▼▼▼

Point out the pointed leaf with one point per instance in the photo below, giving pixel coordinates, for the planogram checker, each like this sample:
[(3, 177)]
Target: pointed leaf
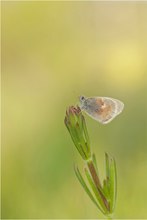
[(113, 184), (96, 192), (81, 180)]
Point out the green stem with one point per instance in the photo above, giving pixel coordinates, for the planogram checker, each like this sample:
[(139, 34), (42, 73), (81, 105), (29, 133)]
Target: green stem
[(96, 180)]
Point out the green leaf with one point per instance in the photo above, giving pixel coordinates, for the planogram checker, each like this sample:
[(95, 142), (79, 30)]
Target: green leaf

▲▲▲

Can you turn each line of the data above into a JSON list of strings, one string per line, with blank lines left out and the pictures omitted?

[
  "Point out the pointed leaf with one point per instance in the photo below, giving pixel coordinates, for the planogram checker, each like this sample:",
  "[(3, 177)]",
  "Target: pointed leaf",
  "[(113, 184), (96, 192), (81, 180)]",
  "Point out the green stem with one point per instance in the photo above, giving pixel coordinates, for the planogram checker, each like this sample:",
  "[(139, 34), (42, 73), (81, 105), (29, 133)]",
  "Target: green stem",
  "[(96, 180)]",
  "Point out the green leaf with one point per instance in the photo above, giving pixel coordinates, for the planogram checker, each like this sample:",
  "[(95, 142), (79, 30)]",
  "Target: green leaf"
]